REQUIRED WORK. Copy verbatim the portion of the listing that opens with the line containing "slope, dropping a point on every instance." and closes with the final line of the listing, both included. Omit any pictures from the copy.

:: INPUT RECORDS ::

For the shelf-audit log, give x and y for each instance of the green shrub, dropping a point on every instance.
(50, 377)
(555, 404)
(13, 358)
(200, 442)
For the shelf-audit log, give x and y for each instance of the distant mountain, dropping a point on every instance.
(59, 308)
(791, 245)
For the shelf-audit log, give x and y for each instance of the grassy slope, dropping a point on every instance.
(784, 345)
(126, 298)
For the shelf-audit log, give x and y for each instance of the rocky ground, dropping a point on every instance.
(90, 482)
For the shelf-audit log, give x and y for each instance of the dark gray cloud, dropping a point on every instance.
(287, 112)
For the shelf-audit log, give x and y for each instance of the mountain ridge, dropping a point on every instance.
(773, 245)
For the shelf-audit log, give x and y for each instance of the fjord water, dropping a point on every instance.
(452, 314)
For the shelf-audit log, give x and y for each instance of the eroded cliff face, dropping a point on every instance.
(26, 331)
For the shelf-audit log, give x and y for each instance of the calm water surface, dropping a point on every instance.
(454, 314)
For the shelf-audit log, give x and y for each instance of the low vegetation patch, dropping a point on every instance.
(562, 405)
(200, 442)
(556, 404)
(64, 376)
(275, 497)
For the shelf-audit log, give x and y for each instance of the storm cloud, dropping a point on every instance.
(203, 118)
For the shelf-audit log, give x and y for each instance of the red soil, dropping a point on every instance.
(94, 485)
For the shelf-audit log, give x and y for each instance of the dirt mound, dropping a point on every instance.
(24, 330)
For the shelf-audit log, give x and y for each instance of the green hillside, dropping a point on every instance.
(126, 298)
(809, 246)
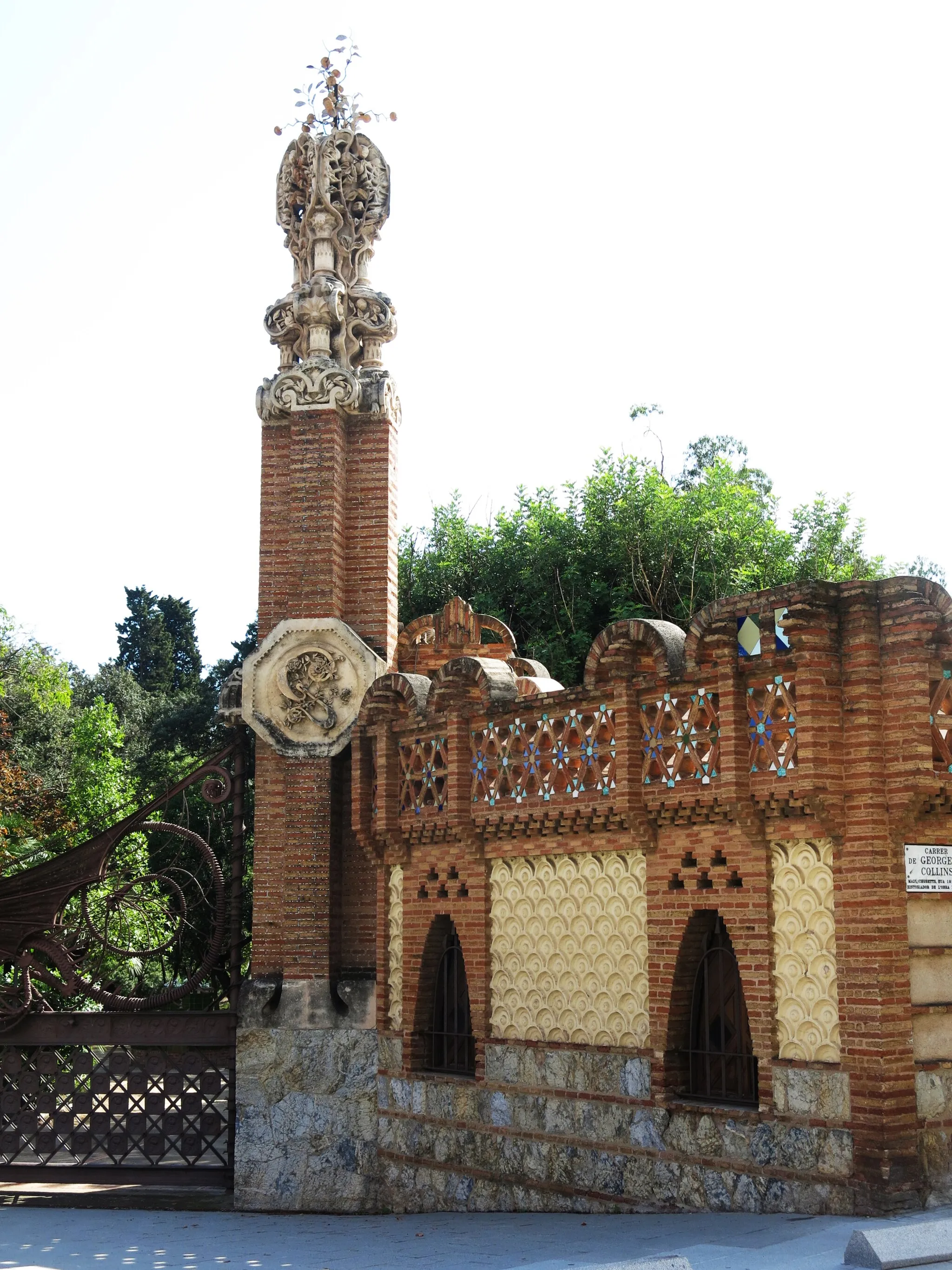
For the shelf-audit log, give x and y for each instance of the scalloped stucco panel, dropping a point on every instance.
(569, 949)
(805, 951)
(395, 946)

:::

EXPECTED ANSWER.
For the shelf-audit log, give x and y for each instance of the grassy slope, dropping a point on every instance.
(784, 345)
(126, 298)
For the shelf-audit log, give x and y for each instance of the rocky ground, dropping a point on every instance.
(90, 482)
For the shelf-audit log, give x and y for each instance of the dark gray cloud, dropping a point on every instance.
(287, 112)
For the shelf-audit log, give x and y for each instance of the mountain ridge, dropping a point on every instance.
(773, 245)
For the shelf-audit log, give x and y for each instance of the fjord water, dropping a point on every instance.
(452, 314)
For the shelf-audit log, give x and y for each instance of the eroded cliff face, dropping a point on every instance.
(26, 331)
For the shelf-audit log, give x and y for each instance of the calm water surface, dropping a point on every instance.
(454, 314)
For the shelf-audit log, give x and y for each instance of the low vegetation patch, dropping a point on every instance.
(562, 405)
(200, 442)
(556, 404)
(64, 376)
(275, 497)
For the shelf-audit log, give x and y for each instance of the storm cloud, dropping a point on every instance.
(203, 118)
For the shelf-audit log, give x and y for each instance of the red soil, dropping a point on every instance.
(94, 485)
For the shelf-audit log, give x and y for each instance of the dirt mound, dropping a point on every instance.
(24, 330)
For the shelf-audit log, give x and y for each instance of the green hillside, dropping a point on every instance.
(126, 298)
(809, 246)
For the shelf-audit log, give x and y for each instance of the scalloped stucco panel, dropping a point on every instance.
(569, 949)
(805, 951)
(395, 946)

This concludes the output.